取り組む課題 - CVRの解説記事のうち、「また、CVRの他にもCTR・」から始まり「Rate)で表したものです。」まで続く部分を、「ユーザー」を「訪問者」に置き換えて書き直してください。

コンバージョン率(CVR)とは?計算式と6つの改善方法を徹底解説!
マーケティング活動において、CVRはWebサイトの成果を判断する重要な指標です。そのため、CVRの向上を求められることも多く、どのように成果を上げていけば良いかと悩む方も多いでしょう。
この記事では、CVRについて以下の解説をしていきます。
- そもそもCVRとは何か
- CVRの算出方法
- CVRが重要視される理由
- CVRの改善方法
CVRの理解を深めて、マーケティング活動の成果を上げる参考にしてみてください。
▼目次
1.CVRとは
1-1.CVR=コンバージョン率
【CVRと紛らわしい言葉:CTRとは】
【CVRと紛らわしい言葉:CPCとは】
【CVRと紛らわしい言葉:CPAとは】
1-2.CVRの計算式
1-3.CVRの目安となる平均値
2.CVRが重要視される理由
3.CVRの目標値の適切な設定方法
4.GoogleアナリティクスでのCVRの設定方法
4-1.GoogleアナリティクスでCVR測定を行う手順
4-2.コンバージョンの確認方法
5.CVRが上がらない理由
5-1.ターゲットに届いていないため
5-2.市場や環境の変化があったため
5-3.サイトの構造に問題があるため
5-4.競合の訴求力が強いため
6.CVRを改善する6つの方法
6-1.ターゲティングを適切にする
6-2.ランディングページを修正する
6-3.導線を改善する
6-4.プロセスをシンプルにする
6-5.CVRの目標を見直す
6-6.離脱防止ツールを導入する
7.CVRを改善して効果的なWebマーケティングを
1.CVRとは
CVR(Conversion Rate:コンバージョンレート)とは、サイトを訪れた人が、どれくらい購入や問い合わせに至ったのかを示す指標です。
CVRはマーケティングの成果を計測する上で重要視される指標の一つであると同時に、誤った知識で目標設定を行うと正しい効果測定ができない要因になることもあります。
また、CVRの他にもCTR・CPC・CPAと紛らわしい言葉が多く、混同してしまう方も多いでしょう。ここからは、CVRに加えてCTR・CPC・CPAについて詳しく解説していきます。
1-1.CVR=コンバージョン率
CVRが表す言葉は、Webサイトを訪れたユーザーに取って欲しいゴールとなる行動が成果(Conversion=CV、コンバージョン)となり、成果を割合(Rate)で表したものです。
例えば、Webサイトのコンバージョンには主に以下のようなものがあります。
- 商品の購入
- 資料の請求
- 問い合わせ
- 会員・LINE登録
- SNSのフォロー
- 旅行や商品の予約
コンバージョンはそれぞれの企業やWebサイトによって任意で決められますが、そのWebサイトで何を成果とするかを見極めることが重要です。

提供資料 -
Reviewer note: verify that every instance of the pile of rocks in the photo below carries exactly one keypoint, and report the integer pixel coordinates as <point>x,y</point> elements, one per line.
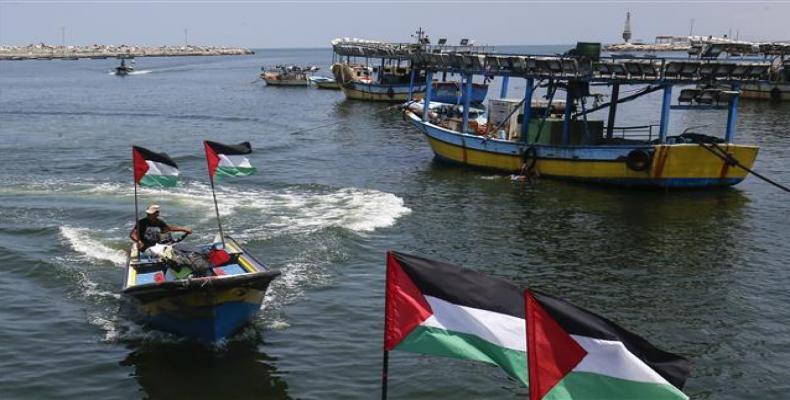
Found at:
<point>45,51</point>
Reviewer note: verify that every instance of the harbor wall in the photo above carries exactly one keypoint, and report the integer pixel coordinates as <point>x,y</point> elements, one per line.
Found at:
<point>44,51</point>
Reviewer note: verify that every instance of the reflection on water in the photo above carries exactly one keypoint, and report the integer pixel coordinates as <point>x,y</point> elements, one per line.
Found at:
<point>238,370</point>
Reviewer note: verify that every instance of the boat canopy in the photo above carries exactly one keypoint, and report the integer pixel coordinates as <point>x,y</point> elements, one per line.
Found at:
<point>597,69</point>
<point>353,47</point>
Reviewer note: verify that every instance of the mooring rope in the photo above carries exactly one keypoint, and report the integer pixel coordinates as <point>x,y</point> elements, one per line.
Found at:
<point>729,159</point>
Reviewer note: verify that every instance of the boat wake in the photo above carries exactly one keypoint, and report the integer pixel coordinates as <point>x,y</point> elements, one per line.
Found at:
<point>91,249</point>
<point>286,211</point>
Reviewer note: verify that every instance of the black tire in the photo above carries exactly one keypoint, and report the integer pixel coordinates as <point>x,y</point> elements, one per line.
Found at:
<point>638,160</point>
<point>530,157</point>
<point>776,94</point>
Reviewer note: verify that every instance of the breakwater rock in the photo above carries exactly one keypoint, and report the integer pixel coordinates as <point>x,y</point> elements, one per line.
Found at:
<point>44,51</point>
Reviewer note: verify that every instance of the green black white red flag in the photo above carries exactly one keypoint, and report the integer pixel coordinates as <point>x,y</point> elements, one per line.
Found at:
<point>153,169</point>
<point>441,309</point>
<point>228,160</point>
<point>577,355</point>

...

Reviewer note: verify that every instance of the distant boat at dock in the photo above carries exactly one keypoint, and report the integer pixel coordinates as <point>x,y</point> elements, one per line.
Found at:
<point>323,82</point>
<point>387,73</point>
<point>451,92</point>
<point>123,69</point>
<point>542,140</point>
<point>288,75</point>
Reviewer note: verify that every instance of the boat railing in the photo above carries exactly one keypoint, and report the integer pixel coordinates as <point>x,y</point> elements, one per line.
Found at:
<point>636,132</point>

==

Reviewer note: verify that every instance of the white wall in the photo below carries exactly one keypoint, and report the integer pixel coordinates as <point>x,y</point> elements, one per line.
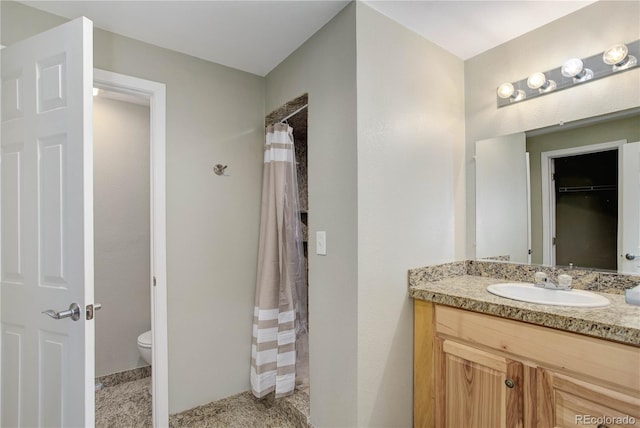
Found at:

この問題の解答 -
また、CVRの他にもCTR・CPC・CPAと紛らわしい言葉が多く、混同してしまう方も多いでしょう。ここからは、CVRに加えてCTR・CPC・CPAについて詳しく解説していきます。
1-1.CVR=コンバージョン率
CVRが表す言葉は、Webサイトを訪れた訪問者に取って欲しいゴールとなる行動が成果(Conversion=CV、コンバージョン)となり、成果を割合(Rate)で表したものです。